**Exercise directions**
Format the lines below as a numbered list, leaving out any blank lines.
— start Material for the task —
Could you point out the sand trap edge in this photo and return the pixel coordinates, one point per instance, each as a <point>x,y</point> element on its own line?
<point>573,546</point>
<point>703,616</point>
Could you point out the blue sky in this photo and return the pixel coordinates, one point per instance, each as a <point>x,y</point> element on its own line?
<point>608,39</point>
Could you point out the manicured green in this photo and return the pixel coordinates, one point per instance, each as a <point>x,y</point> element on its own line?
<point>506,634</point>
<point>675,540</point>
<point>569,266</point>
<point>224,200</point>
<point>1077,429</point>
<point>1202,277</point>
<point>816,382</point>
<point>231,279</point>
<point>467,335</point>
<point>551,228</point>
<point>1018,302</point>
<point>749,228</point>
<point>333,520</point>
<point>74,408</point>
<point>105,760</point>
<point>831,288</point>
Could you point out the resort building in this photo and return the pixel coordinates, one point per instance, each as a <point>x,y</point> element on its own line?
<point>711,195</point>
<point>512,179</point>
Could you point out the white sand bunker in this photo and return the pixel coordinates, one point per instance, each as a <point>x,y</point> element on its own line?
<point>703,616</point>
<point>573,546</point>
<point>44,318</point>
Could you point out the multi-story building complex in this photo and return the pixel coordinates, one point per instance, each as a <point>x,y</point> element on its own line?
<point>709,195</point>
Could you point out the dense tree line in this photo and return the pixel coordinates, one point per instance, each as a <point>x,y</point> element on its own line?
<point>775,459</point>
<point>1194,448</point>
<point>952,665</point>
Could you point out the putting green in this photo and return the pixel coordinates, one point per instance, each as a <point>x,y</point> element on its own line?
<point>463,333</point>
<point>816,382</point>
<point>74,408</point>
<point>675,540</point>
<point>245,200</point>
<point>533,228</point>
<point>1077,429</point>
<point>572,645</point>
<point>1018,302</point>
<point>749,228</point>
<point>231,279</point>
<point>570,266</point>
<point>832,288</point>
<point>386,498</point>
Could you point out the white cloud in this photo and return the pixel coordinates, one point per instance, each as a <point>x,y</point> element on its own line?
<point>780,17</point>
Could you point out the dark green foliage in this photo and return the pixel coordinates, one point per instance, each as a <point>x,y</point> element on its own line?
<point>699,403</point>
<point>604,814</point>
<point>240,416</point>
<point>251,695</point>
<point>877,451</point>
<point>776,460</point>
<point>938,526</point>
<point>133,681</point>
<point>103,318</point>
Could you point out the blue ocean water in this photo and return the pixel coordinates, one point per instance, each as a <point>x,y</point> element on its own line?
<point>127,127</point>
— end Material for the task —
**Task result**
1. Could you point out the sand trap edge in this photo and return the pixel coordinates, one point per instance, each as a <point>x,y</point> element on its own line?
2. <point>573,546</point>
3. <point>703,616</point>
4. Could you point out the blue sky in this photo and return the pixel coordinates, one point per instance, each as a <point>x,y</point> element on its own line?
5. <point>608,39</point>
6. Could you point out the manicured green in this photo and return the pixel coordinates, one point per instance, each as a <point>x,y</point> element on its own line?
7. <point>506,634</point>
8. <point>675,540</point>
9. <point>569,266</point>
10. <point>224,200</point>
11. <point>1077,429</point>
12. <point>1202,277</point>
13. <point>816,382</point>
14. <point>231,279</point>
15. <point>467,335</point>
16. <point>551,228</point>
17. <point>1018,302</point>
18. <point>749,228</point>
19. <point>333,520</point>
20. <point>74,408</point>
21. <point>105,760</point>
22. <point>831,288</point>
23. Could you point out the resort building in this photo and return the pixel coordinates, one point per instance, each as a <point>x,y</point> element on its own line?
24. <point>711,195</point>
25. <point>512,179</point>
26. Could you point out the white sand bunker in this photo and return the pixel coordinates, one point per instance, each as a <point>x,y</point> element on its own line?
27. <point>703,616</point>
28. <point>573,546</point>
29. <point>44,318</point>
30. Could you point out the multi-story building complex in this photo and return the pixel coordinates, one point per instance, each as a <point>x,y</point> element on its own line?
31. <point>709,195</point>
32. Could you point out the dense tree line in this photo and return the pixel coordinates, one point per instance, each as a <point>x,y</point> element on its own line?
33. <point>775,459</point>
34. <point>1194,448</point>
35. <point>952,665</point>
36. Could you point out the putting green in this photo and return the pixel coordinates, one point per instance, each as a <point>x,y</point> element on its own line?
37. <point>463,333</point>
38. <point>816,382</point>
39. <point>74,408</point>
40. <point>675,540</point>
41. <point>245,200</point>
42. <point>533,228</point>
43. <point>1077,429</point>
44. <point>572,645</point>
45. <point>1018,302</point>
46. <point>749,228</point>
47. <point>231,279</point>
48. <point>570,266</point>
49. <point>832,288</point>
50. <point>386,498</point>
51. Could you point out the white cloud in this photo and return the pixel coordinates, one point per instance, each as a <point>x,y</point> element on its own line?
52. <point>780,17</point>
53. Could you point out the dark green foliage in this photo and return the pixel coordinates, one point per instance, each as a <point>x,y</point> element on its own line?
54. <point>699,403</point>
55. <point>604,814</point>
56. <point>240,416</point>
57. <point>251,695</point>
58. <point>877,451</point>
59. <point>776,460</point>
60. <point>938,526</point>
61. <point>133,681</point>
62. <point>103,318</point>
63. Could you point out the blue ocean water in this photo and return the pixel coordinates, one point per instance, each as a <point>x,y</point> element on its own line?
64. <point>127,127</point>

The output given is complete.